## TASK PROMPT
Retype the data exactly, so that every line matches the original.

** DATA TO USE follows **

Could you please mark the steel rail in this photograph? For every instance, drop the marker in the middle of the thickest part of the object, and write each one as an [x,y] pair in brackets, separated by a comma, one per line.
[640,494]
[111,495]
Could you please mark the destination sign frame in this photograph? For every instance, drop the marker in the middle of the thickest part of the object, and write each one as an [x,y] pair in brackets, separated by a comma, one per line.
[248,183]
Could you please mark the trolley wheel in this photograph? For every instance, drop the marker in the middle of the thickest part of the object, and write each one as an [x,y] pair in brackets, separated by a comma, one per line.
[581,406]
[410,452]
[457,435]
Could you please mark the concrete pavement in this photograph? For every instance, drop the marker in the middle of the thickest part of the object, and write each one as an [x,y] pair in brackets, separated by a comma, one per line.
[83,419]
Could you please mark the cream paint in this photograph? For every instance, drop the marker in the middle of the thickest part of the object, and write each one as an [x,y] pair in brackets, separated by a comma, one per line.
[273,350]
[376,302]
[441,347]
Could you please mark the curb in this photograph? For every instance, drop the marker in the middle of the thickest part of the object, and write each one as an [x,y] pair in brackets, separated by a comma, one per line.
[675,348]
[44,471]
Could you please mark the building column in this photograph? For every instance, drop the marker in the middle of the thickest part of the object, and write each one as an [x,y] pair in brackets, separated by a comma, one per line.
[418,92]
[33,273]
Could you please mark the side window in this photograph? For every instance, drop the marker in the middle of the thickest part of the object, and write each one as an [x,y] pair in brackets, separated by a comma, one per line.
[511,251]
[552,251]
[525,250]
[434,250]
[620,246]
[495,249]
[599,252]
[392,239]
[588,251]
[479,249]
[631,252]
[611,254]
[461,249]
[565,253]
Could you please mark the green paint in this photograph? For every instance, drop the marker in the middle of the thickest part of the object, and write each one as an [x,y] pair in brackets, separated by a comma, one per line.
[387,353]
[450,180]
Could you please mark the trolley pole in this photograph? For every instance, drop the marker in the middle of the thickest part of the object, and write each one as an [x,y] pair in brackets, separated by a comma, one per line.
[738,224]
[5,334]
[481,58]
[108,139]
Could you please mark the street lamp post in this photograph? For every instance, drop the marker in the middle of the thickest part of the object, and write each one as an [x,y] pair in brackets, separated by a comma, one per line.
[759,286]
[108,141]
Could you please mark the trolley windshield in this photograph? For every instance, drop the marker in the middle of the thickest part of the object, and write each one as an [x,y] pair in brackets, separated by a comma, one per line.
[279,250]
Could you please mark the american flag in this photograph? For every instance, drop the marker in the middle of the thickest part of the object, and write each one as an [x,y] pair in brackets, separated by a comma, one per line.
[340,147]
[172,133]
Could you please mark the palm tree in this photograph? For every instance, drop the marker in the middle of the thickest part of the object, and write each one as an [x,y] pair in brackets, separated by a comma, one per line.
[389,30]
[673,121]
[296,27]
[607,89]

** End of DATA TO USE **

## SOLUTION TO THE PROBLEM
Could you please mark the steel rail in this photograph? For every instance, drop the marker in the middle of the thickest part of the object, and write each one as an [x,y] pair in brackets, separated by a comma, one per line.
[640,494]
[111,495]
Could you please mark the destination sign frame in this photograph? For every instance, drop the marker in the middle of the thickest part of the object, and write each one as an [x,y] pair in brackets, separated by a comma, one per line.
[248,183]
Could you please mark the trolley wheel in this photograph? For every instance, drop the marker in the middle of the thickest part of the object, and write each one as an [x,y] pair in brackets, separated by a comma, one per line.
[581,406]
[410,452]
[457,435]
Could you please mark the concrete pavement in this photograph? For every instance, drop the marker in the middle of the thickest part of the object, and write each one as an [x,y] pair in brackets, separated by a comma, one per line.
[83,419]
Could you please mark the cream paint in this photograph? For every instance, drop the marker in the middle of the thickest part of the object, and write each one as an [x,y] pair in brackets, separated by a comma, one per line.
[273,350]
[376,302]
[441,347]
Could you please mark the curb in this photograph? For every instance, drop the marker in the middle of the thickest part of the object, and write each one as an [x,y] pair in brackets, separated by a comma, one per line.
[675,348]
[44,471]
Could you please mark the building column in this photograph? For every instance, drop the marker in the middle of the thickest part of the object, and write each one as an [x,y] pair in brackets, separated by a comma, one per line.
[418,92]
[33,273]
Could you please mark the side window in this photograph? For every instance, drop the marker in the middle of the thickest part of the object, and write each one as an [x,y] pair in brackets, separated by a comma, one per line.
[511,251]
[552,251]
[525,250]
[434,250]
[620,246]
[495,249]
[599,252]
[392,239]
[588,251]
[479,249]
[631,252]
[611,254]
[461,249]
[565,253]
Could you please mark the green paint in this photograph? For every instance, drop the marker in the middle of the thickest part of the object, and write each one as an [x,y] pair in brackets, separated by a comma, one per line.
[387,353]
[450,180]
Could you please mark the trolley pole in this photograph? For every instance, drop the marker in the middle of the thickest part of the object, and write each one as an [x,y] pair in brackets, separated by a comma, one per line.
[738,224]
[5,334]
[481,58]
[108,139]
Could you please mark the street lamp post in this photograph? For every instance, drop the marker in the middle of the thickest part of the object, and write each one as an [x,y] pair in brackets, separated by a comma, one per line.
[759,286]
[108,141]
Could you please mark the trolley windshield in this photograph? For every instance, drop the marker in the middle of the thickest part of the object, and write each one as an [x,y] pair in brackets, separated by a comma, one per line.
[279,250]
Could you please mark the american flag in this photograph? For every instance, drop the marker in the middle of the thickest part of the object, and write each one as an [x,y] pair in brackets, separated by a comma, one per line.
[340,147]
[172,133]
Could you please mark the palm tree in this photograph? For every instance, drop the marker in the middle of the thickest part of the object, and write each one as an [x,y] pair in brackets, separated by a comma, one per line.
[389,30]
[673,121]
[296,27]
[607,89]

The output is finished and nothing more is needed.